_Selected excerpt_:
Noting that a breach such as the one at KRH involves both personal identifying information (PII) and protected health information (PHI), the class-action lawsuit says the information is “significantly more valuable than the mere loss of credit card information typical of recent large retailer data breaches,” including some information that is “difficult, if not impossible, to change,” such as Social Security numbers, names, addresses, dates of birth and medical records.
The complaint states that such information is “highly coveted” on the black market, as it can be used for identity theft and fraud as well as health-care fraud. KRH maintains that only about 250 people may have had their Social Security numbers accessed.
If the information is used for health-care fraud, a study by Experian found that the average total cost of medical identity theft is about $20,000 per incident, according to the lawsuit, and that a “majority of victims of medical identity theft were forced to pay out-of-pocket costs for healthcare they did not receive in order to restore coverage.”
The court-appointed administrator of the settlement is Verus LLC, which recently sent out mailers notifying class members of their right to submit claims and set up a website to do so at www.kalispelldatabreachsettlement.com. The claim submittal deadline is Feb. 25, 2021.
The agreement states that settlement class members may submit a claim up to $15,000 for reimbursement of out-of-pocket losses, while also providing claim options for attested time reimbursement and credit monitoring and identity restoration services.
Yanchunis notes that an advantage of these types of class-action lawsuit settlements is a “very low evidentiary burden to claim the benefits.”
As part of the settlement, KRH has also agreed to implement and pay for business practice commitments relating to information security for three years, including the enhancement of cybersecurity training and awareness programs, data security policies, security measures, restrictions to accessing personal information, and monitoring and response capabilities.

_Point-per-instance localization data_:
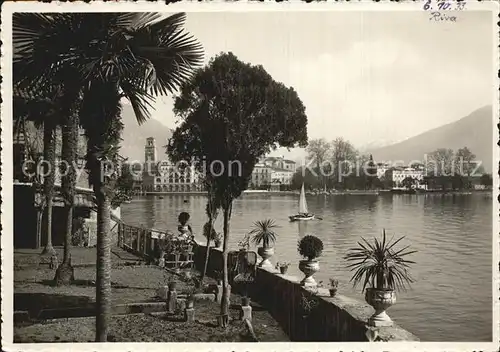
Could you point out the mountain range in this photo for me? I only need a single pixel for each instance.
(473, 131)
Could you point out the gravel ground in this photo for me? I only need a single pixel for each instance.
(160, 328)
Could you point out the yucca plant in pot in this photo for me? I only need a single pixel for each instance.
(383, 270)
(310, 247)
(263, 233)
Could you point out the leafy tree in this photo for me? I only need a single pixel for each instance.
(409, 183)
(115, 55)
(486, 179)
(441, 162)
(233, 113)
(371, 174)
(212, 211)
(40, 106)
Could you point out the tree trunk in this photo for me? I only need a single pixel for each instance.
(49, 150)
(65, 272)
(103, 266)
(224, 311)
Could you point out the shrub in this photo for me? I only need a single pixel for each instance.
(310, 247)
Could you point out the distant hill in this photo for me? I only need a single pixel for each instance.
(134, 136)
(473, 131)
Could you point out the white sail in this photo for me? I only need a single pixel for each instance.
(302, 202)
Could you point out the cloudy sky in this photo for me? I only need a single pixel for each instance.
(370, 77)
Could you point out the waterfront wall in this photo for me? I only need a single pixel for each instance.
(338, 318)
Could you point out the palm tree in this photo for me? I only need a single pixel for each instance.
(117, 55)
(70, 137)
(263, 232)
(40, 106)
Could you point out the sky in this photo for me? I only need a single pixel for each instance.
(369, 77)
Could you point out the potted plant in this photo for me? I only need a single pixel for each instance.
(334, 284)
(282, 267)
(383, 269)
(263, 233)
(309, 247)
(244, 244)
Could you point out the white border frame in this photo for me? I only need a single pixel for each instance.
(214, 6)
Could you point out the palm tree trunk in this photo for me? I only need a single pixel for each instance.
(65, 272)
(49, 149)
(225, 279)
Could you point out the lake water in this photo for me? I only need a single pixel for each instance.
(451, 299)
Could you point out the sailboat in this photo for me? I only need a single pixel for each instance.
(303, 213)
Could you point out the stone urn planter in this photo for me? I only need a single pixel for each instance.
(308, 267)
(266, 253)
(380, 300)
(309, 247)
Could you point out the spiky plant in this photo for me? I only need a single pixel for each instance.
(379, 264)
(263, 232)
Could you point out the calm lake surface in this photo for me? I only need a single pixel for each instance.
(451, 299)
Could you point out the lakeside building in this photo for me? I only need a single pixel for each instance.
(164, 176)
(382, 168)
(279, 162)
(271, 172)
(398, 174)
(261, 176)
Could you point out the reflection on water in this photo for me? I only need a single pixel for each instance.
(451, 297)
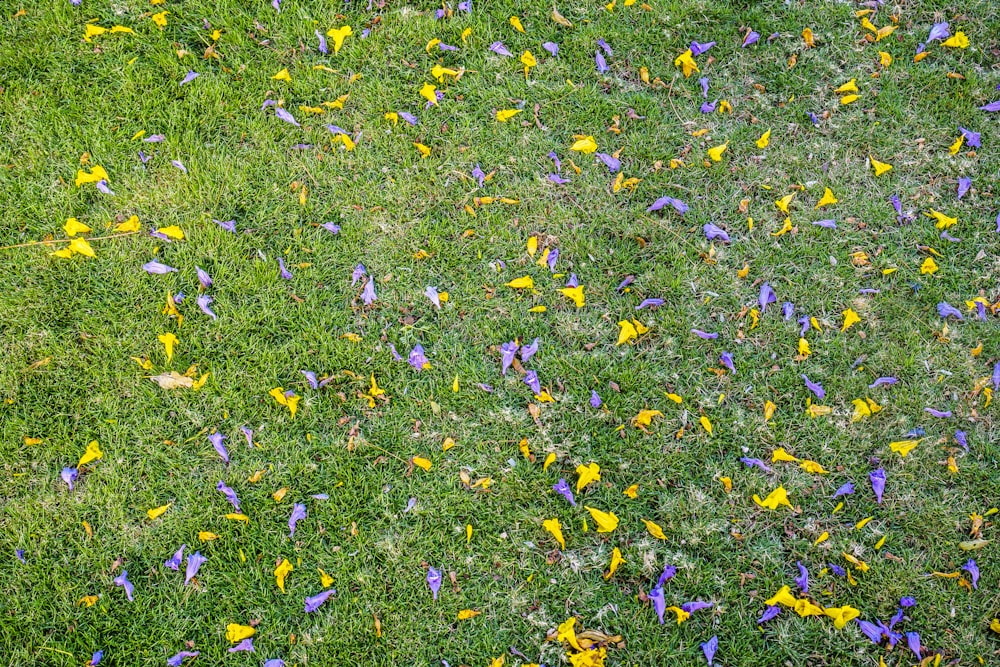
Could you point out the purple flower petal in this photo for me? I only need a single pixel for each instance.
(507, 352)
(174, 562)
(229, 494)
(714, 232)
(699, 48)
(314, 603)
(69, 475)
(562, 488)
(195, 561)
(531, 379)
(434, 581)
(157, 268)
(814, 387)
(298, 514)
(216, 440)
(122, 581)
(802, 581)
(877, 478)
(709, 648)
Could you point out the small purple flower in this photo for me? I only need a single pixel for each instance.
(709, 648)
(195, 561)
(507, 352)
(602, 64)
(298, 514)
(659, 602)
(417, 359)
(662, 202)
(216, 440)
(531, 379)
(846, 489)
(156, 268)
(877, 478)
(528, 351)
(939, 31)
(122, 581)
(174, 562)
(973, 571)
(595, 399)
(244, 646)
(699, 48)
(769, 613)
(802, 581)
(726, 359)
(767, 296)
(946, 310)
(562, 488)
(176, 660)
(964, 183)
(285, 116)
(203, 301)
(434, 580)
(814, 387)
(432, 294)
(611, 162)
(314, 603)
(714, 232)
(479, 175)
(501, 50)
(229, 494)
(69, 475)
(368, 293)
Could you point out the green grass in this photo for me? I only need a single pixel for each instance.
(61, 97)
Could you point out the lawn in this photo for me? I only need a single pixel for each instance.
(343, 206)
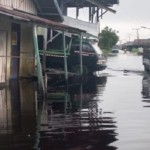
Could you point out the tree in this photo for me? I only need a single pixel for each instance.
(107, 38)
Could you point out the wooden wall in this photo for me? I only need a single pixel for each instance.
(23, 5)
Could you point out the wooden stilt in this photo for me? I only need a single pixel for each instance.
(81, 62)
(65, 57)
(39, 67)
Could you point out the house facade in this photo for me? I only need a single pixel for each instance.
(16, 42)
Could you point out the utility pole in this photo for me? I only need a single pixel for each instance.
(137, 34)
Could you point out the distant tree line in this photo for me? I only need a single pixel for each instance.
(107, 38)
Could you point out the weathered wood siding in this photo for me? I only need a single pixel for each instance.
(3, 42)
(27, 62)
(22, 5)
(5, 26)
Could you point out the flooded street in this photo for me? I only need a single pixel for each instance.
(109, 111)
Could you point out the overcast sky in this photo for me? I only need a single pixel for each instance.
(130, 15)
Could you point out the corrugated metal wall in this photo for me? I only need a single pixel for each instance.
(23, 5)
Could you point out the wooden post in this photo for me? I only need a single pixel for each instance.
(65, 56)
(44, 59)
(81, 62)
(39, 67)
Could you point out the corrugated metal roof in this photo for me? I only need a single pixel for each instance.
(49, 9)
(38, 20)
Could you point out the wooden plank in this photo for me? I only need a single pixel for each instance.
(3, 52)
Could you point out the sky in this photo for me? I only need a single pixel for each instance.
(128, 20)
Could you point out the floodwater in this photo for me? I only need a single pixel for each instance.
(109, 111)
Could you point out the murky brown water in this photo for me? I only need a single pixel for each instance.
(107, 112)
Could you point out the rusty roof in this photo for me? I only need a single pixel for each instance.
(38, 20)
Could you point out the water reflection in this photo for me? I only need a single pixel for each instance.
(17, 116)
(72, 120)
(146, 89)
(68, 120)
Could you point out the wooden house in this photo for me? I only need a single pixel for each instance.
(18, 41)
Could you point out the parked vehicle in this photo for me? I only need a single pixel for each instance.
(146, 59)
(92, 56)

_Problem to solve_: Please extend the excerpt on the KRH data breach settlement, picking up after its final sentence.

_Answer section_:
KRH revealed in October 2019 that the breach had occurred over the summer. The hospital notified federal law enforcement of the attack, which President and CEO Craig Lambrecht called “highly sophisticated,” and launched an investigation performed by Kroll, a digital forensics firm out of New York.
The hospital’s IT director noted at the time that KRH conducted an annual threat assessment to its IT systems through a third party, and that CynergisTek, a nationally recognized cybersecurity consulting firm, completed the most recent audit in the fall of 2018. It identified KRH in the 98th percentile for cybersecurity compliance, placing it in the top 9% of all health-care organizations nationwide, the hospital stated.
KRH said its information technology systems were blocking nearly 40,000 web-traffic intrusions and 50,000 incoming email threats each day at the time.
The hospital also provided a report showing 16 data-security incidents in Montana reported to the U.S. Department of Health and Human Services’ Office for Civil Rights since 2011, the largest of which occurred at the Montana Department of Public Health and Human Services and affected more than 1 million individuals’ information. The hospital also noted that the Office for Civil Rights documented 351 data breaches of 500 or more health-care records nationwide in 2018 alone.
In a statement responding to the class-action settlement, KRH said “settlements are common with events such as these and we will work with the court through the settlement process.”